Unfortunately for network managers, the unveiling occurs during business hours – 10 a.m. Pacific time, in case you want to set an alarm on your soon-to-be-passe smartphone. And, if past Apple product announcements are any indication, it'll be live blogged by dozens of tech and mainstream news sites, with breathless posts on every minute detail devoured by millions of eager customers.
This means many employees will find any excuse to huddle in their cubes, putatively working on an important spreadsheet, or slink off to a corner during a meeting, pretending to be on a phone call, all the while vicariously following the festivities ... and soaking up precious WAN bandwidth at up to 2 Mbps per stream for all the "unboxing" ceremonies and live video reporting.
But the fun doesn't stop there. Once iPhone Delivery Day comes (likely a week or two later), enterprise networks could take another hit as employees proudly haul their new toys to work and promptly blow off everything on their to-do lists to synchronize and update their apps. Meanwhile, those who couldn't splurge for the new model aren't left out of the party, since they'll be updating to the glorious new iOS 5 release, complete with iCloud support. As if the 500-MB to 700-MB firmware download isn't bad enough, wait until the whole marketing staff starts synchronizing their iTunes libraries to iCloud.

• Provided information

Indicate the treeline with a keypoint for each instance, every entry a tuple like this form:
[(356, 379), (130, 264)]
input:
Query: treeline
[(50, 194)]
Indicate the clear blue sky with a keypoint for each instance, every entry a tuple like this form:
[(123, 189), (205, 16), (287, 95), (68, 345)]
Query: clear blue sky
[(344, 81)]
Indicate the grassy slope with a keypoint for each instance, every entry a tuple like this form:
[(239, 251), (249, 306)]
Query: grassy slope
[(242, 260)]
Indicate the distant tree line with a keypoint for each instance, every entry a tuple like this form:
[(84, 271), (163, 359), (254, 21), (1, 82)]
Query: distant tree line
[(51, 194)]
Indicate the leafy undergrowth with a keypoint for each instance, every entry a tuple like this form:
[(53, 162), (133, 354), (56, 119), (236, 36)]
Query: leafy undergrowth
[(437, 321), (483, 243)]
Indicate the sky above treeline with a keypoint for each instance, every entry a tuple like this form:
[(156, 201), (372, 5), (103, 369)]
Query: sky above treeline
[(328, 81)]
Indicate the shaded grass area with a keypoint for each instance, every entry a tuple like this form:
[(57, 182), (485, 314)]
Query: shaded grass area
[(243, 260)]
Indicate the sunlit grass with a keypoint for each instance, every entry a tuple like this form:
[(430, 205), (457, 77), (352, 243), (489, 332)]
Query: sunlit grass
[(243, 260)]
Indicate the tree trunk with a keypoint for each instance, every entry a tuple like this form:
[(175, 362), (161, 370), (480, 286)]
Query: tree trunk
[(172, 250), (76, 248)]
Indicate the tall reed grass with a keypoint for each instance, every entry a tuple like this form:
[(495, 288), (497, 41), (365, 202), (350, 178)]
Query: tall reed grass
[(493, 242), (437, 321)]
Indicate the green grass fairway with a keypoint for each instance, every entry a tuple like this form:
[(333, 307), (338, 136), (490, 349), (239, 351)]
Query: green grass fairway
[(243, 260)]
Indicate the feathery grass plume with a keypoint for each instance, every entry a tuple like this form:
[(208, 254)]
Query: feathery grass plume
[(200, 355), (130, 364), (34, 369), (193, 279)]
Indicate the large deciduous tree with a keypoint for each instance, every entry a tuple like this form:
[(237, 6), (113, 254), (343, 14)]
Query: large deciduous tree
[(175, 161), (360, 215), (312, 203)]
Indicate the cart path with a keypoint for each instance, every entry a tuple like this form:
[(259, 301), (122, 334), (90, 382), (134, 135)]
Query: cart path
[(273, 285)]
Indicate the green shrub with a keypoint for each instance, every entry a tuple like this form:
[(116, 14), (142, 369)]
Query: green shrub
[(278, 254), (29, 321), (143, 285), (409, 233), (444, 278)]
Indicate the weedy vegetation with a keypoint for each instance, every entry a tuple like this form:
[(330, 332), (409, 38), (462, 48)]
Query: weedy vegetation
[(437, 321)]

• What to do
(a) Answer these questions using the passage on the iPhone announcement and enterprise networks:
(i) At what time does the unveiling take place?
(ii) How much WAN bandwidth can each stream use?
(iii) How large is the firmware download?
(b) Pick up the passage on the iPhone announcement and enterprise networks and keep writing, starting right after its last sentence.

• Response list
(a)
(i) 10 a.m. Pacific time
(ii) Up to 2 Mbps per stream
(iii) 500 MB to 700 MB

(b)
It's enough to bring a collaboration environment to its knees.
Such is the nightmare scenario painted by Mark Urban, Blue Coat's senior director of WAN optimization product marketing. Of course, a leading supplier of WAN-optimization hardware does have a vested interest in stoking fears of network apocalypse, but in today's world of live streaming and downloadable software, it's not like such incidents are unprecedented. Urban says customers reported significant traffic bursts after Michael Jackson's death and during the Chilean miner rescue.
In this case, a saving grace for besieged IT managers is that Apple's recent history indicates that the actual product release will be on a weekend, typically Friday or Saturday, such that early adopters will get their network-blasting jollies done on their own (or the App Store's) dime. Urban's counterpoint -- that employees will wait out the weekend to sponge off the enterprise network out of fear of blowing their home broadband bandwidth cap -- seems unlikely.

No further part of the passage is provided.